■ Consigne:
Veuillez reproduire sans aucune modification le passage du texte sur l'antisémitisme, ci-dessous, allant de « Il n’est donc » jusqu'à « de la moralité. » inclus.
═════ Texte source
Les Israéliens sont soumis à des normes différentes car il est presque impossible de les séparer de l’ancienne catégorie de Juifs qui menacent criminellement l’ordre mondial.

Un certain nombre de points importants découlent de tout ce qui précède. Les antisémites nourrissent une haine envers les Juifs, présentés comme des menaces à l’ordre moral. L’antisémitisme ne ressemble pas avant tout à la haine d’un groupe. Une fois que les Juifs sont dépeints comme une entité dangereuse qui verse le sang, ignore les lois et sème le carnage, l’antisémitisme devient l’idéologie de l’humanité, de la morale, de l’ordre et du droit, ce que le grand essayiste autrichien Jean Améry a appelé l’antisémitisme vertueux. L’antisémitisme suscite une ferveur morale et une passion intenses, précisément parce que les Juifs sont considérés comme un danger pour l’humanité.

Un pilier de la culture occidentale

Il n’est donc pas surprenant que les jeunes qui partout dans le monde appellent au démantèlement de l’État d’Israël ne se considèrent pas comme antisémites. Ils peuvent refuser aux Israéliens leur droit à l’existence (un droit qui n’est refusé à aucun autre peuple sur Terre) parce qu’ils défendent avec passion la survie du monde menacée par un État voyou dont la criminalité est considérée comme unique et particulièrement menaçante. Aucune autre violence d’État ne suscite autant d’indignation morale que celle d’Israël. Aucun autre pays ne suscite un tel désir d’élimination parmi les défenseurs bien intentionnés de la moralité.
══════════
═════ Enregistrements fournis
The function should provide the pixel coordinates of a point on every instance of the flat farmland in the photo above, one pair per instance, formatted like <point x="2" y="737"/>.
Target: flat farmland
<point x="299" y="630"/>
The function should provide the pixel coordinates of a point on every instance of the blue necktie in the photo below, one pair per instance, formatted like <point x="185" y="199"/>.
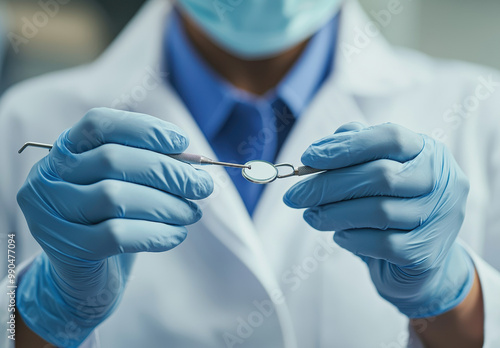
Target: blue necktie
<point x="252" y="131"/>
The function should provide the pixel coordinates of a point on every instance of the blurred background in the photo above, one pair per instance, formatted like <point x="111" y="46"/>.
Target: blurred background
<point x="80" y="30"/>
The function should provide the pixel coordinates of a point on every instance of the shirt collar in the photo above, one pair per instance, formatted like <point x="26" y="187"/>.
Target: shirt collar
<point x="210" y="98"/>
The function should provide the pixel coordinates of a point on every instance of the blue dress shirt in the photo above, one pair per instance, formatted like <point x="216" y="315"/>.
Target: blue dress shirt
<point x="238" y="125"/>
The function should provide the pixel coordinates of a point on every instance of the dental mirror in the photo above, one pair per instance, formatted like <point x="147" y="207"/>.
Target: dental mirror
<point x="260" y="172"/>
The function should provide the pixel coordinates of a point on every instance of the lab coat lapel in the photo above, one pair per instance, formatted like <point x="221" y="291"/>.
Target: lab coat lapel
<point x="224" y="214"/>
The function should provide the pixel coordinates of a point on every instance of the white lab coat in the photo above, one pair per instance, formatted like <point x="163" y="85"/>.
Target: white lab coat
<point x="216" y="287"/>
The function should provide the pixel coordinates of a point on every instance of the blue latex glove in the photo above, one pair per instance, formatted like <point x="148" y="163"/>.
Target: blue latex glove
<point x="397" y="200"/>
<point x="104" y="192"/>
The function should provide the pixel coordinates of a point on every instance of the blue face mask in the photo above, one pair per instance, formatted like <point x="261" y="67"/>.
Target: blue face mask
<point x="256" y="29"/>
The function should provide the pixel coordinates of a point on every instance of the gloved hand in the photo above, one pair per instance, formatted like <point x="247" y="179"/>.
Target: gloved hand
<point x="104" y="192"/>
<point x="397" y="200"/>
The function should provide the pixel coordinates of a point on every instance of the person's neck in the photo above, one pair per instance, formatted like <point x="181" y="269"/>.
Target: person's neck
<point x="254" y="76"/>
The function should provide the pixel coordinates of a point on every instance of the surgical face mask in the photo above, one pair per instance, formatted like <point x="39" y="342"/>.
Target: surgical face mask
<point x="256" y="29"/>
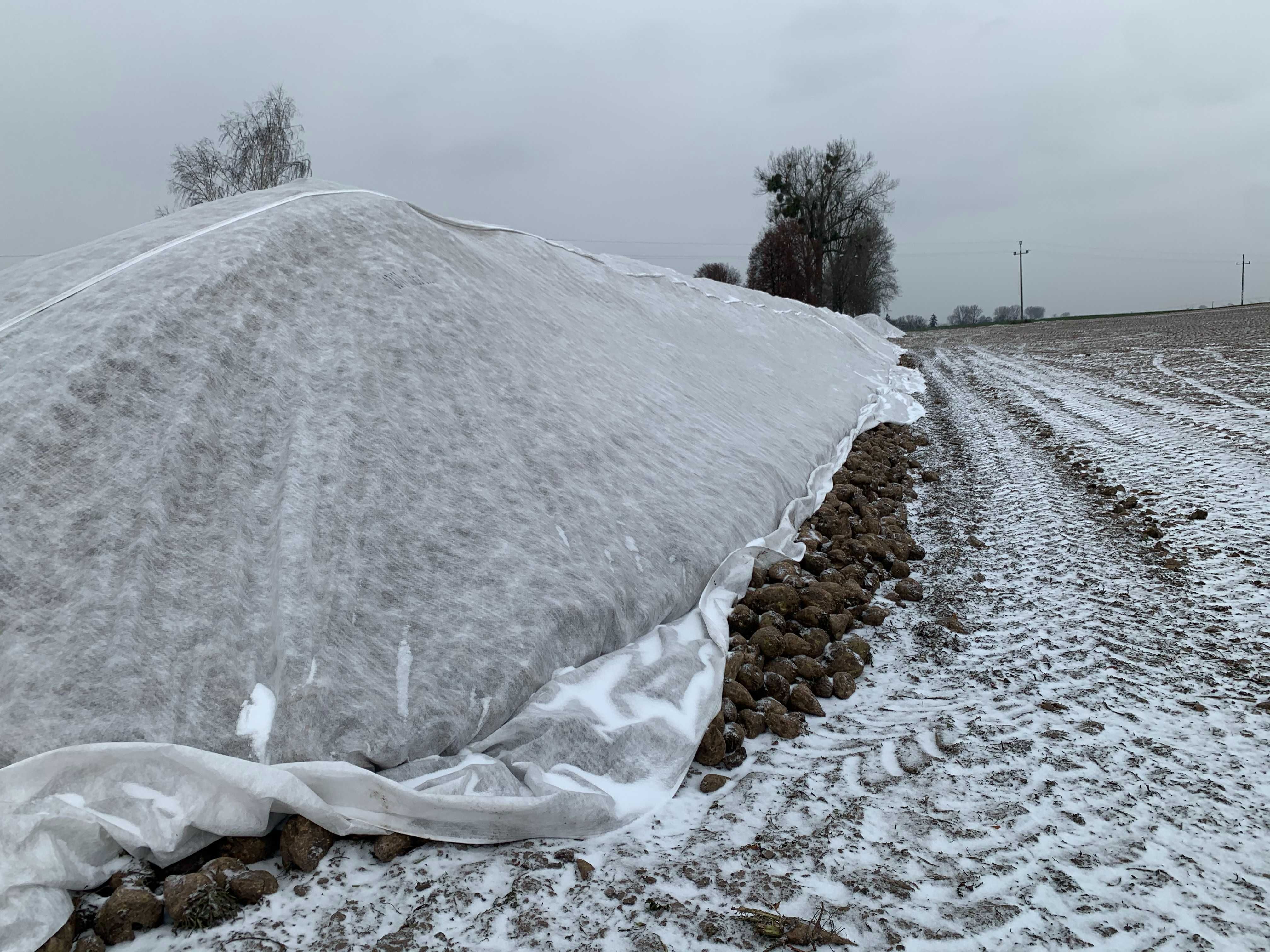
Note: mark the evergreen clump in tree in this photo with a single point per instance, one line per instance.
(827, 209)
(718, 271)
(260, 148)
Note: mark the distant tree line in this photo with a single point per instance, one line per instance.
(826, 242)
(964, 315)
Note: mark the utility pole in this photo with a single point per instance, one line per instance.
(1020, 254)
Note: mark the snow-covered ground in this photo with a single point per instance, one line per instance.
(1084, 767)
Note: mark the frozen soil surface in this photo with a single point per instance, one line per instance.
(1083, 767)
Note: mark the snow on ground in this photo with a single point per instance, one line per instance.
(1084, 768)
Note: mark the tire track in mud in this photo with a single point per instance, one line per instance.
(1073, 624)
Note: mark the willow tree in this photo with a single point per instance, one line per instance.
(258, 148)
(830, 193)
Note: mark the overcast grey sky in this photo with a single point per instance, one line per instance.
(1126, 143)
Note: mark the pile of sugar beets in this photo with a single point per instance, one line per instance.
(793, 635)
(205, 889)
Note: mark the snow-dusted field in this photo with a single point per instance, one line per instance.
(1085, 767)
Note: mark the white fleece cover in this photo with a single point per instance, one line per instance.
(881, 327)
(317, 503)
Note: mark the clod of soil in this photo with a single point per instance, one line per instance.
(803, 700)
(844, 686)
(712, 749)
(712, 782)
(252, 887)
(304, 843)
(753, 723)
(390, 846)
(910, 589)
(776, 687)
(128, 909)
(736, 692)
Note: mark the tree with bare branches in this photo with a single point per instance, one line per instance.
(830, 192)
(781, 261)
(260, 148)
(908, 322)
(967, 314)
(860, 276)
(718, 271)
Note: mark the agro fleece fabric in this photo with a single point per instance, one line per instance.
(313, 502)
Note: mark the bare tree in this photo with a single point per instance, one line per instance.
(967, 314)
(718, 271)
(781, 261)
(260, 148)
(860, 277)
(828, 193)
(908, 322)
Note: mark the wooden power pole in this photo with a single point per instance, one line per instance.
(1020, 254)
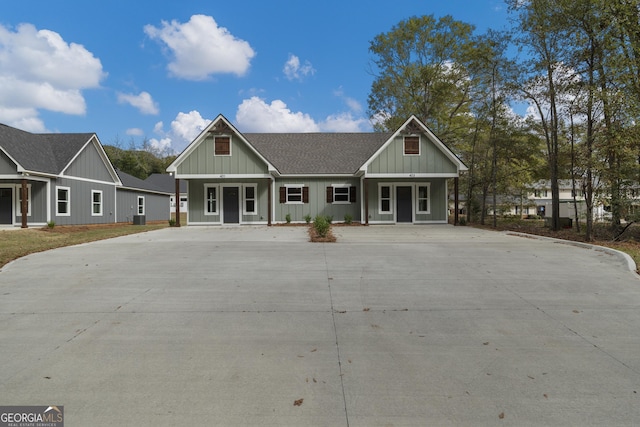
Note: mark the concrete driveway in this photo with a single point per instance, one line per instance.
(391, 326)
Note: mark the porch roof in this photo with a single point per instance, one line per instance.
(317, 153)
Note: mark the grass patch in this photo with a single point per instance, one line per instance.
(18, 243)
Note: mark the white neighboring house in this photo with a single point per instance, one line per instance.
(168, 183)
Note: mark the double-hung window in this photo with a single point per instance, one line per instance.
(140, 205)
(211, 199)
(96, 203)
(63, 201)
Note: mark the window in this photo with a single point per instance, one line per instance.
(210, 200)
(222, 145)
(96, 203)
(250, 200)
(19, 206)
(412, 145)
(341, 194)
(63, 202)
(385, 199)
(140, 205)
(294, 194)
(423, 199)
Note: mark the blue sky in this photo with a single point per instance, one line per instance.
(161, 70)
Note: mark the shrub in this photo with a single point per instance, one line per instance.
(321, 225)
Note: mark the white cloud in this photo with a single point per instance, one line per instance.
(39, 70)
(293, 70)
(201, 48)
(135, 132)
(143, 102)
(255, 115)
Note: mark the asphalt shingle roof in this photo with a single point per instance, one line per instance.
(317, 153)
(47, 152)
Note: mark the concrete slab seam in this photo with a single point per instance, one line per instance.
(631, 265)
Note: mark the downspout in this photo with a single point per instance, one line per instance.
(177, 199)
(24, 204)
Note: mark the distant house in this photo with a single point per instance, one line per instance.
(67, 178)
(168, 184)
(372, 178)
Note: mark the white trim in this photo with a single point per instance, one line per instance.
(68, 201)
(93, 203)
(223, 176)
(286, 194)
(404, 146)
(428, 198)
(206, 201)
(214, 145)
(244, 200)
(410, 175)
(138, 205)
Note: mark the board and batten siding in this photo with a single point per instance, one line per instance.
(242, 161)
(430, 160)
(196, 197)
(317, 200)
(89, 165)
(81, 202)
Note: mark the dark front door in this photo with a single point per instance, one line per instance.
(5, 206)
(403, 204)
(231, 205)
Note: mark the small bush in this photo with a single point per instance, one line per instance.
(321, 225)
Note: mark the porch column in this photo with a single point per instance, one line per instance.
(366, 201)
(177, 202)
(455, 201)
(269, 202)
(24, 206)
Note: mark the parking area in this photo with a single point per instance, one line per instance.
(390, 326)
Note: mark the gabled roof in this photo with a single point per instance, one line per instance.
(47, 153)
(317, 153)
(134, 183)
(166, 182)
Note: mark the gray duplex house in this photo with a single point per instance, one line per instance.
(67, 178)
(265, 178)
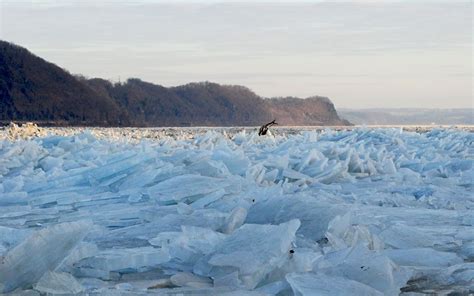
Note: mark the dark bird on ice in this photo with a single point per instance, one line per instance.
(264, 128)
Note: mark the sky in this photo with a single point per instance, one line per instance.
(360, 54)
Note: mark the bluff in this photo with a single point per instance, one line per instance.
(32, 89)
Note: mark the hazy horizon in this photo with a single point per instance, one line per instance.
(359, 54)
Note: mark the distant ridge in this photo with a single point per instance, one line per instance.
(32, 89)
(409, 116)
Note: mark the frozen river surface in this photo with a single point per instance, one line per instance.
(225, 212)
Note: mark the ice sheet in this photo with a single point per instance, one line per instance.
(210, 211)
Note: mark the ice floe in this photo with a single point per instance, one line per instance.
(225, 212)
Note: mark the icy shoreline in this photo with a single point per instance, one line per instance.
(220, 210)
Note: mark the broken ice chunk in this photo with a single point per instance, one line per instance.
(181, 187)
(423, 257)
(58, 283)
(235, 220)
(188, 246)
(186, 279)
(368, 267)
(314, 215)
(252, 250)
(42, 251)
(128, 260)
(322, 285)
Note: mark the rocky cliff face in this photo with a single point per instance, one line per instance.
(309, 111)
(32, 89)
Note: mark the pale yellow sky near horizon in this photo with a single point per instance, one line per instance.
(360, 54)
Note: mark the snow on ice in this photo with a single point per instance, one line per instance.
(225, 212)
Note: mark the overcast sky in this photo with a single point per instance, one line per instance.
(360, 54)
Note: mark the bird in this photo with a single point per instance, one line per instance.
(264, 128)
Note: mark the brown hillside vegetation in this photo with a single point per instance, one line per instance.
(32, 89)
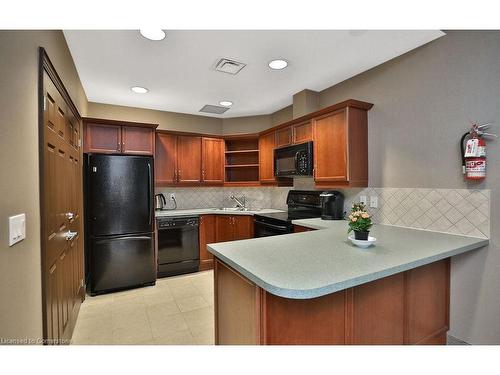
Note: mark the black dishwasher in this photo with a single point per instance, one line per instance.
(178, 246)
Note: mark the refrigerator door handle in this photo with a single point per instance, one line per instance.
(149, 194)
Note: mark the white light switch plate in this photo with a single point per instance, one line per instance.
(374, 202)
(17, 229)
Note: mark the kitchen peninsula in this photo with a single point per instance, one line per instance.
(315, 287)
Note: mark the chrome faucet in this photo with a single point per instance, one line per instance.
(239, 203)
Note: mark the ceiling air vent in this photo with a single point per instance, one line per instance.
(214, 109)
(229, 66)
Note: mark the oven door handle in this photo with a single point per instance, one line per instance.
(279, 227)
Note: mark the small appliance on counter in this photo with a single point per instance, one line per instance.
(178, 246)
(332, 205)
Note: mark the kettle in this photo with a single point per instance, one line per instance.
(332, 205)
(160, 201)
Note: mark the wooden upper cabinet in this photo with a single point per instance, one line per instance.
(302, 132)
(116, 137)
(341, 148)
(104, 139)
(188, 159)
(212, 161)
(284, 137)
(165, 159)
(267, 144)
(330, 147)
(137, 140)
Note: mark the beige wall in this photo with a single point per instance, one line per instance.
(20, 266)
(422, 105)
(166, 120)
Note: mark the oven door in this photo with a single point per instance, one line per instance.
(266, 229)
(293, 160)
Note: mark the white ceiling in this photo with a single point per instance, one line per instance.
(179, 73)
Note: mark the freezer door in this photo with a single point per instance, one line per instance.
(120, 192)
(119, 262)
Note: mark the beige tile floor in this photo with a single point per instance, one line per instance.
(177, 310)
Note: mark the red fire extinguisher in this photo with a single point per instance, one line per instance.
(474, 153)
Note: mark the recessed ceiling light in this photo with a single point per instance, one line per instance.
(153, 34)
(278, 64)
(139, 89)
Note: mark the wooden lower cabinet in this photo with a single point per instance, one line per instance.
(207, 235)
(234, 227)
(411, 307)
(221, 228)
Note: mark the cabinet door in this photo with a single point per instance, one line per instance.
(284, 137)
(212, 169)
(302, 132)
(165, 159)
(207, 235)
(104, 139)
(330, 147)
(224, 228)
(137, 140)
(267, 143)
(243, 227)
(188, 159)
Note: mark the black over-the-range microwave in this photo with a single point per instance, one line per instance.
(294, 161)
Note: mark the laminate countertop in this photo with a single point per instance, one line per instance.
(312, 264)
(211, 211)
══════════
■ Résultat attendu:
Il n’est donc pas surprenant que les jeunes qui partout dans le monde appellent au démantèlement de l’État d’Israël ne se considèrent pas comme antisémites. Ils peuvent refuser aux Israéliens leur droit à l’existence (un droit qui n’est refusé à aucun autre peuple sur Terre) parce qu’ils défendent avec passion la survie du monde menacée par un État voyou dont la criminalité est considérée comme unique et particulièrement menaçante. Aucune autre violence d’État ne suscite autant d’indignation morale que celle d’Israël. Aucun autre pays ne suscite un tel désir d’élimination parmi les défenseurs bien intentionnés de la moralité.